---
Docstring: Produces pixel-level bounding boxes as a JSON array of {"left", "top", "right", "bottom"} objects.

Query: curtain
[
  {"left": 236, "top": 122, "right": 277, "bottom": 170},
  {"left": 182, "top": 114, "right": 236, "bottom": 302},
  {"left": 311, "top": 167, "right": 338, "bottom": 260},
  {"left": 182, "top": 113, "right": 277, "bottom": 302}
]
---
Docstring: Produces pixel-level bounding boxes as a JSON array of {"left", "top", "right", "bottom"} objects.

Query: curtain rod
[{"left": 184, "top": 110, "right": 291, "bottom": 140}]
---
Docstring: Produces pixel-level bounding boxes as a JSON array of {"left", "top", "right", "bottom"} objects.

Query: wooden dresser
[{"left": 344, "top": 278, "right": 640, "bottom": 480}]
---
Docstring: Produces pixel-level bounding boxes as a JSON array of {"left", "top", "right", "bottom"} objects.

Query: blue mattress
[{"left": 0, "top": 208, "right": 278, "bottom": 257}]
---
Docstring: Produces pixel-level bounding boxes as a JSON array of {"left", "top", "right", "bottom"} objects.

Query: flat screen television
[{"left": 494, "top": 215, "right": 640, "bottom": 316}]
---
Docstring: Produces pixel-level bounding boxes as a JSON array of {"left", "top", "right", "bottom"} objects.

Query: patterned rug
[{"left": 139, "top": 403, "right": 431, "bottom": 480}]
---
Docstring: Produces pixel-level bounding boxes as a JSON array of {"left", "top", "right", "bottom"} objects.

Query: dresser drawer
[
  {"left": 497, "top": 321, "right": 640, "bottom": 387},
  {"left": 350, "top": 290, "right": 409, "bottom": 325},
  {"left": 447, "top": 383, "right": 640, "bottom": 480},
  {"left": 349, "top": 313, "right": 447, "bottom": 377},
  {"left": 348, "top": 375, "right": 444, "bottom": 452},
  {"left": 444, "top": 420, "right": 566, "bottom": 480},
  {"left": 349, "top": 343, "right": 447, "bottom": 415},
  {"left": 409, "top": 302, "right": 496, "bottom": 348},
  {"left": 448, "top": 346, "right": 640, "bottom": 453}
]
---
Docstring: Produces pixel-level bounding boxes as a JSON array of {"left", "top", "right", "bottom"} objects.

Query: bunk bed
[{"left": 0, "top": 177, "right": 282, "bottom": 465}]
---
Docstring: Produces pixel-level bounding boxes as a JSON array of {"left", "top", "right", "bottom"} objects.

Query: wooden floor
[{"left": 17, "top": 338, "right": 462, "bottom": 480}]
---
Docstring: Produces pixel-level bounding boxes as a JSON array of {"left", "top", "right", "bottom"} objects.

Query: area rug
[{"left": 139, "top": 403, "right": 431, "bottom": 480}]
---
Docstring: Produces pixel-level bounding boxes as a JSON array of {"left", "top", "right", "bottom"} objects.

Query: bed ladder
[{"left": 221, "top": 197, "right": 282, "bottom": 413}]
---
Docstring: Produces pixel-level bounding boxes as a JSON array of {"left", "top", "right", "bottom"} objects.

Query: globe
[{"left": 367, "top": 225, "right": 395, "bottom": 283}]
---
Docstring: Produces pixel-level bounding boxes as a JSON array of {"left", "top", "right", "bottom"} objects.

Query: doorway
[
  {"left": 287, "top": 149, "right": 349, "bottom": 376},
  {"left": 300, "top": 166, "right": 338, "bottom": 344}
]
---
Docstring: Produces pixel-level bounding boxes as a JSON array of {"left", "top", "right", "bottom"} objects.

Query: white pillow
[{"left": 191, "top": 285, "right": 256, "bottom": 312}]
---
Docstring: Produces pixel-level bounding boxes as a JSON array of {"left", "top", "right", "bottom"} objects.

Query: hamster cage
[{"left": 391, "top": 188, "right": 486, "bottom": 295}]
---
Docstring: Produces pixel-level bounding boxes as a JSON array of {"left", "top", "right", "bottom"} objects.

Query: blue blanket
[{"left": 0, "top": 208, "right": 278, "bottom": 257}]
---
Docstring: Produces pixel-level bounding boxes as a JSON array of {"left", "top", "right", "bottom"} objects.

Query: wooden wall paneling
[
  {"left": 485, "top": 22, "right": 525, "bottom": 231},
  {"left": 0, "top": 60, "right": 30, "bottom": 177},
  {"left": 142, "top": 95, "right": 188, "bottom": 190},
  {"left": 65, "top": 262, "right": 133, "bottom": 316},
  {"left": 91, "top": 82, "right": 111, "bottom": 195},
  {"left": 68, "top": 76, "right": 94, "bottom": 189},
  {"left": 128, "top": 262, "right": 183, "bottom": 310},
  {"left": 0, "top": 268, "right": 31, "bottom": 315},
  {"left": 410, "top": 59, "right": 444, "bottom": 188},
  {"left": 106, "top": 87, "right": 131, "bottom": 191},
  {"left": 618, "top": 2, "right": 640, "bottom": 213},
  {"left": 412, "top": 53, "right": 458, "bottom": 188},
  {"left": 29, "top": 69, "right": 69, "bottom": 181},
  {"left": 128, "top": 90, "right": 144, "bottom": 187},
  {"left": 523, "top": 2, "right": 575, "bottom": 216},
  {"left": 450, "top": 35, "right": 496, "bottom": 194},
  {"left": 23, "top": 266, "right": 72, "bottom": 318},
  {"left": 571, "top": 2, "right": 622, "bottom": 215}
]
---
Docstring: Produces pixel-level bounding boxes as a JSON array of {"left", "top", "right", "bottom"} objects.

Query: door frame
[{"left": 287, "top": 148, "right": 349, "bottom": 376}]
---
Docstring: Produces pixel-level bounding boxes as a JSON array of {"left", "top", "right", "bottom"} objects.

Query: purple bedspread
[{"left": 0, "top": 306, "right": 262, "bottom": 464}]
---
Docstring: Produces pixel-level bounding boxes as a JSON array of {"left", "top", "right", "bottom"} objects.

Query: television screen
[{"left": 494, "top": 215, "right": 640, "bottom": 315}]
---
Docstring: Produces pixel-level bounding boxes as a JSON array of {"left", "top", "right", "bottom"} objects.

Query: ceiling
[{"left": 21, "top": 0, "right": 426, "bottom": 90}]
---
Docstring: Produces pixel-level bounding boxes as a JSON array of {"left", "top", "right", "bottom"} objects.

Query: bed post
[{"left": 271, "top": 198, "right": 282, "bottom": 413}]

-=-=-

_EXERCISE GOAL:_ Each record above should be repeated exactly as it appears.

_THE RESULT:_
---
Docstring: Produces pixel-level bounding boxes as a JSON array of {"left", "top", "right", "bottom"} objects.

Query: curtain
[
  {"left": 236, "top": 122, "right": 277, "bottom": 170},
  {"left": 182, "top": 114, "right": 236, "bottom": 302},
  {"left": 311, "top": 167, "right": 338, "bottom": 260},
  {"left": 182, "top": 113, "right": 277, "bottom": 302}
]
---
Docstring: Produces pixel-level bounding boxes as a JSON array of {"left", "top", "right", "bottom"} objects.

Query: curtain rod
[{"left": 184, "top": 110, "right": 291, "bottom": 140}]
---
Docstring: Produces pixel-level bounding boxes as a JSON array of {"left", "top", "right", "bottom"} objects.

Query: wooden dresser
[{"left": 344, "top": 278, "right": 640, "bottom": 480}]
---
Docstring: Produces pixel-level bounding boxes as a JSON array of {"left", "top", "right", "bottom"} objects.

Query: blue mattress
[{"left": 0, "top": 208, "right": 278, "bottom": 257}]
---
Docstring: Produces pixel-level bounding boxes as a JSON array of {"left", "top", "right", "bottom"} objects.

Query: flat screen television
[{"left": 494, "top": 215, "right": 640, "bottom": 316}]
---
Docstring: Produces pixel-level bounding boxes as a JSON array of {"left", "top", "right", "bottom"} objects.

Query: patterned rug
[{"left": 139, "top": 403, "right": 431, "bottom": 480}]
---
Docstring: Produces pixel-level bounding boxes as a JSON array of {"left", "top", "right", "bottom"} objects.

Query: dresser drawer
[
  {"left": 497, "top": 321, "right": 640, "bottom": 387},
  {"left": 350, "top": 290, "right": 409, "bottom": 325},
  {"left": 447, "top": 383, "right": 640, "bottom": 480},
  {"left": 349, "top": 313, "right": 447, "bottom": 377},
  {"left": 348, "top": 375, "right": 444, "bottom": 452},
  {"left": 444, "top": 420, "right": 566, "bottom": 480},
  {"left": 349, "top": 343, "right": 447, "bottom": 415},
  {"left": 409, "top": 302, "right": 496, "bottom": 348},
  {"left": 448, "top": 346, "right": 640, "bottom": 453}
]
---
Docstring: Produces pixel-level bounding boxes as a JSON array of {"left", "top", "right", "bottom"} objects.

Query: bunk bed
[{"left": 0, "top": 177, "right": 282, "bottom": 465}]
---
Docstring: Produces pixel-level bounding boxes as a JSON array of {"left", "top", "right", "bottom"} objects.

Query: wooden floor
[{"left": 17, "top": 338, "right": 462, "bottom": 480}]
---
Docstring: Produces pixel-level bounding boxes as a JSON array of {"left", "top", "right", "bottom"} objects.

Query: area rug
[{"left": 139, "top": 403, "right": 431, "bottom": 480}]
---
Docstring: Produces pixel-level bounding boxes as a JSON array of {"left", "top", "right", "bottom"} objects.

Query: bed ladder
[{"left": 221, "top": 197, "right": 282, "bottom": 413}]
---
Docstring: Produces pixel-level bounding boxes as a JSON array of {"left", "top", "right", "bottom"} objects.

Query: globe
[{"left": 367, "top": 225, "right": 395, "bottom": 283}]
---
Docstring: Produces pixel-level bounding boxes as a JSON array of {"left", "top", "right", "bottom"} objects.

Query: doorway
[
  {"left": 287, "top": 149, "right": 349, "bottom": 376},
  {"left": 300, "top": 166, "right": 338, "bottom": 344}
]
---
Docstring: Produces pixel-level bounding boxes as a JSON array of {"left", "top", "right", "bottom"} objects.

Query: white pillow
[{"left": 191, "top": 285, "right": 256, "bottom": 312}]
---
Docstring: Produces pixel-level bounding boxes as a JSON array of {"left", "top", "right", "bottom"} objects.

Query: hamster cage
[{"left": 391, "top": 188, "right": 486, "bottom": 295}]
---
Docstring: Produces pixel-level bounding boxes as a JSON array of {"left", "top", "right", "bottom"} objects.

Query: blue blanket
[{"left": 0, "top": 208, "right": 278, "bottom": 257}]
---
Docstring: Produces pixel-level bounding boxes as a JSON array of {"left", "top", "right", "bottom"} objects.

Query: wooden wall paneling
[
  {"left": 485, "top": 22, "right": 525, "bottom": 231},
  {"left": 0, "top": 60, "right": 30, "bottom": 177},
  {"left": 142, "top": 95, "right": 188, "bottom": 190},
  {"left": 65, "top": 262, "right": 133, "bottom": 316},
  {"left": 91, "top": 82, "right": 111, "bottom": 195},
  {"left": 68, "top": 76, "right": 94, "bottom": 189},
  {"left": 128, "top": 262, "right": 183, "bottom": 310},
  {"left": 0, "top": 268, "right": 31, "bottom": 315},
  {"left": 410, "top": 59, "right": 444, "bottom": 188},
  {"left": 106, "top": 87, "right": 131, "bottom": 191},
  {"left": 618, "top": 2, "right": 640, "bottom": 213},
  {"left": 412, "top": 53, "right": 458, "bottom": 188},
  {"left": 29, "top": 69, "right": 69, "bottom": 181},
  {"left": 128, "top": 90, "right": 144, "bottom": 187},
  {"left": 523, "top": 2, "right": 575, "bottom": 216},
  {"left": 450, "top": 35, "right": 496, "bottom": 194},
  {"left": 23, "top": 266, "right": 72, "bottom": 318},
  {"left": 571, "top": 2, "right": 622, "bottom": 215}
]
---
Docstring: Produces pixel-level bounding boxes as a JSON array of {"left", "top", "right", "bottom"} objects.

Query: door frame
[{"left": 287, "top": 148, "right": 349, "bottom": 376}]
---
Docstring: Produces pixel-level bounding boxes as a JSON array of {"left", "top", "right", "bottom"} objects.

Query: purple bedspread
[{"left": 0, "top": 306, "right": 262, "bottom": 464}]
---
Docstring: Produces pixel-level bounding boxes as a JSON array of {"left", "top", "right", "bottom"} objects.

Query: television screen
[{"left": 494, "top": 215, "right": 640, "bottom": 315}]
---
Docstring: Produces pixel-level bounding boxes as a JSON array of {"left", "top", "right", "bottom"} objects.

Query: ceiling
[{"left": 21, "top": 0, "right": 426, "bottom": 90}]
---
Docstring: Produces pixel-level bounding boxes as a JSON array of {"left", "top", "right", "bottom"} objects.

Query: bed post
[{"left": 271, "top": 198, "right": 282, "bottom": 413}]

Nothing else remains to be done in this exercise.